>>

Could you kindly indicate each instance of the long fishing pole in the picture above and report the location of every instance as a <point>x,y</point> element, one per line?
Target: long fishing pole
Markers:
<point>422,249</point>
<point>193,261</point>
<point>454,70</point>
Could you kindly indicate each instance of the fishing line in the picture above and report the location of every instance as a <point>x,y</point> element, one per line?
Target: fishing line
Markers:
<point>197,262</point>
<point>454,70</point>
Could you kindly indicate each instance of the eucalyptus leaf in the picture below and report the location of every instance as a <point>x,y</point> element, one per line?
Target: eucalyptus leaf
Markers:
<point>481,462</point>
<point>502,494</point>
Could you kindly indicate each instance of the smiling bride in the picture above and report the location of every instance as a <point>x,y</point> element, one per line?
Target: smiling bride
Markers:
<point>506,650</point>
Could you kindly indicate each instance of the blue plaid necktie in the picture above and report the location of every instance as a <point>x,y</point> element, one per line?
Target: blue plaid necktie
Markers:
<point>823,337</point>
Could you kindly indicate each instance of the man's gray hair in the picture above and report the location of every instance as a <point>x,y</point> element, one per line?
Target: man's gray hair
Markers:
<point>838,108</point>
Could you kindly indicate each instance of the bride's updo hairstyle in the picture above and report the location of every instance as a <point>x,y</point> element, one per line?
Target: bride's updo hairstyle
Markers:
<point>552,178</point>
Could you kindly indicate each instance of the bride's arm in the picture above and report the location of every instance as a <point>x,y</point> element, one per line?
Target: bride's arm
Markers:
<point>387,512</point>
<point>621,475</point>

<<

## Exercise details
Rescale the data from the line with "Could you kindly indicate each instance of the bride's arm" up to and including the end of the data. Give every one of those lines again, requests included, with each point coordinate in the answers multiplied by 1.4 and rounded to a whole number (halves up).

## Exercise answer
Could you kindly indicate each instance of the bride's arm in the picture above and report the location of every instance as a <point>x,y</point> element, one per line?
Target: bride's arm
Markers:
<point>542,717</point>
<point>869,665</point>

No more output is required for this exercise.